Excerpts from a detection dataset
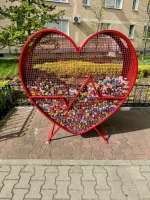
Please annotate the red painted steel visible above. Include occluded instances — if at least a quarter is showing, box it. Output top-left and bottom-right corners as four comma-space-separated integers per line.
19, 29, 138, 142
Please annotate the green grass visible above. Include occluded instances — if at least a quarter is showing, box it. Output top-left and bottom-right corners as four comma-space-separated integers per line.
0, 58, 18, 79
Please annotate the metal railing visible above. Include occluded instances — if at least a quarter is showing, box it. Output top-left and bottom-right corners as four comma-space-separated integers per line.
0, 83, 150, 112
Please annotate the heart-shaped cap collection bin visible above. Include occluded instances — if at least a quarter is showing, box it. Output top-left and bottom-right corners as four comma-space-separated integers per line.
19, 29, 138, 143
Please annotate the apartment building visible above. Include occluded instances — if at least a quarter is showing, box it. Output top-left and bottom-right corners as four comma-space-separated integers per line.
0, 0, 150, 53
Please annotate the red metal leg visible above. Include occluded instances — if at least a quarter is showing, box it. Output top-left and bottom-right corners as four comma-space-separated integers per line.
46, 123, 60, 144
94, 124, 108, 144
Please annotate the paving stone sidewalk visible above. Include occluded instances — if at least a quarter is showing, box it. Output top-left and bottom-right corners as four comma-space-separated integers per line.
0, 107, 150, 160
0, 107, 150, 200
0, 160, 150, 200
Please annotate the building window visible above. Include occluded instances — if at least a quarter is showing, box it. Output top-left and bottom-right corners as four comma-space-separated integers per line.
45, 0, 68, 3
101, 23, 110, 31
82, 0, 90, 6
47, 20, 69, 35
105, 0, 123, 9
143, 26, 150, 39
132, 0, 139, 11
147, 1, 150, 13
128, 25, 135, 39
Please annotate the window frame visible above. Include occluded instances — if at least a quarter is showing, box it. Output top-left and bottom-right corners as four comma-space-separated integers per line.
128, 24, 135, 39
82, 0, 90, 6
132, 0, 139, 12
105, 0, 123, 10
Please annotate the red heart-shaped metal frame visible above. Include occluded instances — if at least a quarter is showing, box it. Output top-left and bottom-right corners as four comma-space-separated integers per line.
19, 29, 138, 143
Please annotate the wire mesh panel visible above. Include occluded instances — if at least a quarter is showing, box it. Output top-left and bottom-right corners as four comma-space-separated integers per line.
19, 30, 137, 134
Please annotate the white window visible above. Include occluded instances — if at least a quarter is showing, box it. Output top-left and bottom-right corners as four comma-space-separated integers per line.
82, 0, 90, 6
128, 25, 135, 39
105, 0, 123, 9
47, 20, 69, 35
45, 0, 68, 3
143, 26, 150, 39
132, 0, 139, 11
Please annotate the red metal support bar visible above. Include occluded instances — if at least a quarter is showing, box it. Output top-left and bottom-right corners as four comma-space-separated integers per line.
94, 124, 108, 144
46, 122, 60, 144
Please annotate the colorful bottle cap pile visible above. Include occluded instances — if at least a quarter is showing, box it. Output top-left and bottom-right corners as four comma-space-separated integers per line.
27, 76, 129, 133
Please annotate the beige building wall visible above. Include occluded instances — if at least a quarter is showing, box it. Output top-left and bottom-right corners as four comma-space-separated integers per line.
46, 0, 148, 48
0, 0, 148, 54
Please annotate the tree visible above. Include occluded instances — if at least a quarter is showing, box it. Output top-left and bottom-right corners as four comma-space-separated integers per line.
142, 0, 150, 59
0, 0, 64, 49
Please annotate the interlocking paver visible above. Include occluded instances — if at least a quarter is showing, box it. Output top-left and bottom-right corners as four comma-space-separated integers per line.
54, 181, 70, 200
108, 181, 127, 200
25, 181, 44, 199
81, 166, 95, 181
56, 166, 70, 181
0, 180, 18, 199
96, 190, 111, 200
41, 190, 56, 200
82, 180, 98, 199
105, 166, 120, 181
94, 167, 110, 190
5, 166, 23, 180
0, 108, 150, 200
69, 189, 83, 200
12, 189, 28, 200
31, 166, 47, 181
129, 166, 146, 181
135, 180, 150, 199
0, 172, 9, 190
42, 173, 58, 190
15, 172, 34, 189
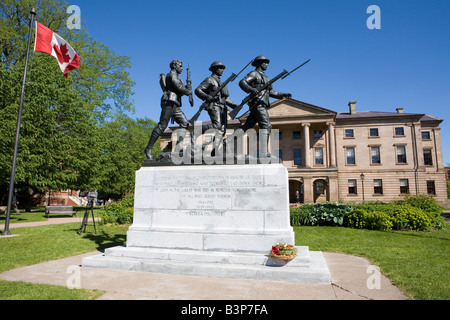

▶ Given exercise:
Can you extract every line of text from the items above, reproducing each one verbatim but omitting the pictures?

▶ Result for this task:
Please annotate the red painted steel visible above. Include occluded instances — if at least a quarter is showing, box it. Output top-left and bottom-right corners as four comma-space-separated integers per line.
19, 29, 138, 142
Please annotate the green grass visible above. Include occluded instances — if at least a quarter is showing, box it. Output top-left and bottom-right corners as four comma-space-separated integers per line.
0, 58, 18, 79
Please annotate the metal railing visible above. Include occluded instances — if at least a quarter is showing, box it. Output top-left and bottom-right corners as four comma-space-separated integers per line.
0, 83, 150, 112
Please annotate the heart-shaped cap collection bin visible above. Include occluded instances — if at least a quarter is showing, box it. Output top-left and bottom-right corners as four comma-space-separated integers per line.
19, 29, 138, 143
Please annotate the apartment building visible above. Include occluded instances — if at least a quarter is showing, box it. Output top-left and bottom-right corners as four comma-space-separated integers per line.
0, 0, 150, 53
Please annotate the red metal leg visible above. Include occluded instances — if at least a quarter is showing, box it. Output top-left and bottom-right corners as four comma-space-separated integers per line.
46, 123, 60, 144
94, 124, 108, 144
Please annotate the paving stone sidewalk visible above. Include occluded instances — if at least a quarter is showing, box it. Output top-left and bottom-right corners as four comma-space-separated integers per line.
0, 107, 150, 160
0, 107, 150, 200
0, 160, 150, 200
Please annotate the building window visible above. Include occluded instances — if at least a quarter is showing, box it. Output top-left and bottom-right corners as four comma-space-separated integers per line.
45, 0, 68, 3
101, 23, 110, 31
82, 0, 90, 6
47, 20, 69, 35
105, 0, 123, 9
143, 26, 150, 39
132, 0, 139, 11
147, 1, 150, 13
128, 25, 135, 39
Please annotate the window frame visible above. Include occluded instances — if at least a quarter is showing, box it. Output top-left and bottom-right corners as four comma-space-separated integers per line.
128, 24, 135, 39
82, 0, 90, 6
132, 0, 139, 12
105, 0, 123, 10
Please annotate the red heart-shaped metal frame visible above. Include occluded instances — if at least a quarter is showing, box it. Output top-left and bottom-right corners as four comma-space-separated integers per line.
19, 29, 138, 143
Please annotate the wire mesh panel visible above. Include occluded instances — if at least a quarter is showing, box it. Output top-left and bottom-right corners as four comma-space-separated integers per line.
19, 30, 137, 134
Please annotate the white window visible above. Include occluded instances — if at least a quarter is showing, box it. Output top-left and bottom-right corners as four comma-space-separated integers per line.
82, 0, 90, 6
128, 25, 135, 39
105, 0, 123, 9
47, 20, 69, 35
45, 0, 68, 3
143, 26, 150, 39
132, 0, 139, 11
Please annotate the red metal support bar visible above. Include occluded instances — if at least a quarter is showing, box it. Output top-left and bottom-right corners as four comma-space-separated integers per line.
94, 124, 108, 144
46, 122, 60, 144
Please annotate the colorful bottle cap pile visible above. Include occluded instances — if at least a quarter is showing, box it. Output top-left and bottom-right corners as four comma-space-separated integers per line.
27, 76, 129, 133
Please annotate the beige building wall visible above. Include occluded instances — if at least a quarter is showing, box it. Output top-left and bottom-right corners as four comma-space-separated integers per line.
46, 0, 148, 48
0, 0, 148, 54
Please annotate the tree visible above. Include occluded instances — if at least a quarter is showing, box it. Output top-left and bottom-right corners as four comma-space-separated integers per line.
142, 0, 150, 59
0, 0, 64, 49
Please annotate the interlocking paver visible above. Include occluded instances — if at least a quarter is showing, box it. Output top-left and bottom-right corners as four comma-space-separated integers per line.
54, 181, 70, 200
108, 181, 127, 200
25, 181, 44, 199
81, 166, 95, 181
56, 166, 70, 181
0, 180, 18, 199
96, 190, 111, 200
41, 190, 56, 200
82, 180, 98, 199
105, 166, 120, 181
94, 167, 110, 190
5, 166, 23, 180
0, 108, 150, 200
69, 189, 83, 200
12, 189, 28, 200
31, 166, 47, 181
129, 166, 146, 181
135, 180, 150, 199
0, 172, 9, 190
42, 173, 58, 190
15, 172, 34, 189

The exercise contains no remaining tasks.